--- DIRECTIONS ---
Write out the part of the conference listing below, starting with "C2.2 - Detection" and going on through "- Author(s)".

--- EXERCISE TEXT ---
+--
C2.2 - Detection of Iron Oxide Nanoparticles for Local Chemotherapeutic Treatment Employing Coded Magnetomotive Ultrasound
- Event
- AMA Conferences 2017
2017-05-30 - 2017-06-01
Nürnberg, Germany - Band
- Proceedings Sensor 2017
- Chapter
- C2 - Acoustic Methods II
- Author(s)
- M. Fink, H. Ermert - Friedrich-Alexander-University Erlangen-Nuremberg, Erlangen (Germany), C. Alexiou, S. Lyer - Universitätsklinikum Erlangen (Germany)
+--
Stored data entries
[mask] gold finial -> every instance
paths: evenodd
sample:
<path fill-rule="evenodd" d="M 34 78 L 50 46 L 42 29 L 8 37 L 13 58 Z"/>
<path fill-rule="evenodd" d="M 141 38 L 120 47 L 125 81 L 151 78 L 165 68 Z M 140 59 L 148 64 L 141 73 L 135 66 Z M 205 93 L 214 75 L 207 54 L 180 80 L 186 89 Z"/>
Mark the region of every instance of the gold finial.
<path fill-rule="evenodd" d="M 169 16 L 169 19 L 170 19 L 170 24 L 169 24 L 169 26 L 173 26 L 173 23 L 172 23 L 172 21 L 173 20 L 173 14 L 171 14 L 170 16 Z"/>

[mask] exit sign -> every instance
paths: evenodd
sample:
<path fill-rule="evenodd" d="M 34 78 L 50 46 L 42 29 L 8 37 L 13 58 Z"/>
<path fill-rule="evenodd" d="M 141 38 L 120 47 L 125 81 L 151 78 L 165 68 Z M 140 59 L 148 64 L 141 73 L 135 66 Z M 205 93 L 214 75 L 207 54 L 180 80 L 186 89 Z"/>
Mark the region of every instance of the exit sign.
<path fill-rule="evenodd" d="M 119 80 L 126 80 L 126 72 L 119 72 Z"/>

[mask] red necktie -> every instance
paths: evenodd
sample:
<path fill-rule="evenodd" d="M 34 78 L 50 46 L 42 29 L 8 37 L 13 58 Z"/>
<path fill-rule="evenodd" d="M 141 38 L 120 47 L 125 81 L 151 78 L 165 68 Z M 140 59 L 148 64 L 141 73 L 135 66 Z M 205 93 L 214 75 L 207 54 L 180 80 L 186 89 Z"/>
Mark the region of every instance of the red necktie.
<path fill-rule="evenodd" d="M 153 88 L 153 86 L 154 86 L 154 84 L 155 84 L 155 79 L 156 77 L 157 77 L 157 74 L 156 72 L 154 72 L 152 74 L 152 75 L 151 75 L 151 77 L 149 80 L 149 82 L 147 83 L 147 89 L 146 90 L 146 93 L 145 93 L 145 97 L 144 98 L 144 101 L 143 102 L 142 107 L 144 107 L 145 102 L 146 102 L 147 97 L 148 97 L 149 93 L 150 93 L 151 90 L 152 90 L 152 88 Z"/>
+--
--- REPLY TO THE TASK ---
C2.2 - Detection of Iron Oxide Nanoparticles for Local Chemotherapeutic Treatment Employing Coded Magnetomotive Ultrasound
- Event
- AMA Conferences 2017
2017-05-30 - 2017-06-01
Nürnberg, Germany - Band
- Proceedings Sensor 2017
- Chapter
- C2 - Acoustic Methods II
- Author(s)